Objective 1:
In the thread on adding support for another language, list every engine in the default chain whose short name begins with "opennlp".
Objective 2:
Extend the thread on adding support for another language, starting right after its last line.

Re: Steps required for adding support for another language

Posted by Rafa Haro <rh...@apache.org>.

Yeah, ideally you will have to train open nlp models for Polish. But for
testing, you can force opennlp engines to use the models for a specific
language (English normally). I would swear you can do that directly in the
engines configuration through Felix console. The content will be processed
as English and open nlp will be doing its best, but for languages with a
similar sintaxis sometimes is enough for, at least, getting chunks with
candidate tokens.

Hope that helps

PD: just for curiosity, because I don't remember it right now and I won't
have a laptop by hand in some days....which are the engines involve in the
fst-linking chain?

El El dom, 14 abr 2019 a las 21:54, Grzegorz Trzeciak <gt...@gmail.com>
escribió:

> OK I've found the chain that at least captures some dbpedia entities:
> dbpedia-fst-linking
> I will be playing with varous engine combinations to see what can get me
> through the POC the best which leaves me with question about the more
> permanent solution.
>
> My understanding is that this would require building language model for
> opennlp, is it correct? Are there other requirements for adding language
> support? I am trying to estimate work effort required for such task so any
> advice will be helpful.
>
> Also if you are aware of any resources that could be helpful, that would
> be great.
>
> Thank you
>
> G.
>
> niedz., 14 kwi 2019 o 21:10 Grzegorz Trzeciak <gt...@gmail.com>
> napisał(a):
>
>> using default chain:
>>
>>    - *tika* ( optional , TikaEngine)
>>    - *langdetect* ( required , LanguageDetectionEnhancementEngine)
>>    - *opennlp-sentence* ( required , OpenNlpSentenceDetectionEngine)
>>    - *opennlp-token* ( required , OpenNlpTokenizerEngine)
>>    - *opennlp-pos* ( required , OpenNlpPosTaggingEngine)
>>    - *opennlp-ner* ( required , NamedEntityExtractionEnhancementEngine)
>>    - *dbpediaLinking* ( required , NamedEntityTaggingEngine)
>>    - *entityhubExtraction* ( required , EntityLinkingEngine)
>>    - *dbpedia-dereference* ( required , EntityDereferenceEngine)
>>
>>
>> I will try disabling langdetect then.

Data records:
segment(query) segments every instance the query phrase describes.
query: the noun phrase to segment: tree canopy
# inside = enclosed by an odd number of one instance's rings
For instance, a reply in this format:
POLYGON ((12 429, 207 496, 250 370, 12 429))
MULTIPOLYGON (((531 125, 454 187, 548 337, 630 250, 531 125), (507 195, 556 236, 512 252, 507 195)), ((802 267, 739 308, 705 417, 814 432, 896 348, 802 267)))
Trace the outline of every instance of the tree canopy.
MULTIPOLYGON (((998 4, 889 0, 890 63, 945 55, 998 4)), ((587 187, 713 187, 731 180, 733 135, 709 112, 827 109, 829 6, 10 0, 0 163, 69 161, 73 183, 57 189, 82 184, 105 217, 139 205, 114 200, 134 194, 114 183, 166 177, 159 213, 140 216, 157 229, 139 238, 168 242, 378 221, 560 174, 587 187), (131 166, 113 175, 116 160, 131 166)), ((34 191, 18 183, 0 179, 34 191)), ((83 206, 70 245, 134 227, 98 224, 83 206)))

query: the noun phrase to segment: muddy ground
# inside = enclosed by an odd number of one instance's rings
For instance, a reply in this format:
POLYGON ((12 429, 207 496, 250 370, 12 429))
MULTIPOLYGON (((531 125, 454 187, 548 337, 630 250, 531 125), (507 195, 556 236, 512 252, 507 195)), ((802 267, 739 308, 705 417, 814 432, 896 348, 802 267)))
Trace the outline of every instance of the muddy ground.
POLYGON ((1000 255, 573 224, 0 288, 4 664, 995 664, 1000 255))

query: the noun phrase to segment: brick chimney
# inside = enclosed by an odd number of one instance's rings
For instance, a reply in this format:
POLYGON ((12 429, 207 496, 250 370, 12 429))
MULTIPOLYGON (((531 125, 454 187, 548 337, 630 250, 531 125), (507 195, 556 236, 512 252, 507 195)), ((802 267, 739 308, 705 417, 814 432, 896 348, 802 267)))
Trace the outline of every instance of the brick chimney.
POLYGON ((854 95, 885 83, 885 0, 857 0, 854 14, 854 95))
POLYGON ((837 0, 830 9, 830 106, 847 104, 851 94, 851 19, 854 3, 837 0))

Task output 1:
opennlp-sentence, opennlp-token, opennlp-pos, opennlp-ner

Task output 2:
>>
>> niedz., 14 kwi 2019 o 21:08 Rafa Haro <rh...@apache.org> napisał(a):
>>
>>> Hi Grzergorz,
>>>
>>> Can you provide details about your enhancement chain?. Probably you can
>>> try
>>> by disabling language detection and forcing English as language for the
>>> whole chain
>>>
>>> El El dom, 14 abr 2019 a las 20:52, Grzegorz Trzeciak <
>>> gtrzeciak@gmail.com>
>>> escribió:
>>>
>>> > I need to provide a proof of concept for a customer using Stanbol
>>> enhancer
>>> > but the POC needs to be in Polish, only now I realised there is no
>>> support
>>> > for Polish in Stanbol (other than language recognition). At the moment
>>> > running the enhancer on a text only returns the recognized language,
>>> so my
>>> > question is twofold:
>>> >
>>> > 1. Is there a quick and dirty way of making Stanbol work with Polish
>>> > language (for POC only)
>>> > 2. What are the steps necessary to implement the correct solution of
>>> > supporting another language
>>> >
>>> > Thanks
>>> >
>>> > Grzegorz Trzeciak
>>> >
>>>
>>

Re: Steps required for adding support for another language

Posted by Grzegorz Trzeciak <gt...@gmail.com>.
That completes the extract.